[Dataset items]
▽

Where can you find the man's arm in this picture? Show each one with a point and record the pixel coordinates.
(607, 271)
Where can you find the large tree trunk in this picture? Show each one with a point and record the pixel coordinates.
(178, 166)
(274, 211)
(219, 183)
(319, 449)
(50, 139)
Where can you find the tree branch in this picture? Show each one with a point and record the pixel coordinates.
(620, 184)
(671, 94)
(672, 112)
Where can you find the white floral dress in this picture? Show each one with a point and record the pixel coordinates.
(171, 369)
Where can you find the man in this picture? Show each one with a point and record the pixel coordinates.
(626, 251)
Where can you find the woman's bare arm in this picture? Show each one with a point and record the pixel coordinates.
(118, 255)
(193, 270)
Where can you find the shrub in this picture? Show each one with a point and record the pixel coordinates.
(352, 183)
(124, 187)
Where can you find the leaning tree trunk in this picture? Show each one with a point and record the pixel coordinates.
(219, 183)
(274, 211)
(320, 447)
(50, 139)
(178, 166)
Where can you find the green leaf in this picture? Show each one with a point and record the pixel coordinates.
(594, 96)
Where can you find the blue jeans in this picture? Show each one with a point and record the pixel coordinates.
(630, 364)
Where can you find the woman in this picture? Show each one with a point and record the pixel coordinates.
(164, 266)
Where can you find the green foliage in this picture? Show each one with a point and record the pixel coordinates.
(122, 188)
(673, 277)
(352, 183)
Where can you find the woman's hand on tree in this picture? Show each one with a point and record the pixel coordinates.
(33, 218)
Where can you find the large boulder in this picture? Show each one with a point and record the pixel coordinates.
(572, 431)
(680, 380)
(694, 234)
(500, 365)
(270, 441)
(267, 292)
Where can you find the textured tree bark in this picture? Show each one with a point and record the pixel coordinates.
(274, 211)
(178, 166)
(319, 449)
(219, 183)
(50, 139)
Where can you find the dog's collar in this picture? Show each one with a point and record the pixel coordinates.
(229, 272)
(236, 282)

△

What the task requires: Please copy the lines of the items from the one containing "Where can you find the dog's" through the last line of the items, requests included, and increase every coordinate in the answers by 91.

Written solution:
Where can you find the dog's collar in this picture? Show each one with a point and record the pixel coordinates.
(320, 363)
(327, 373)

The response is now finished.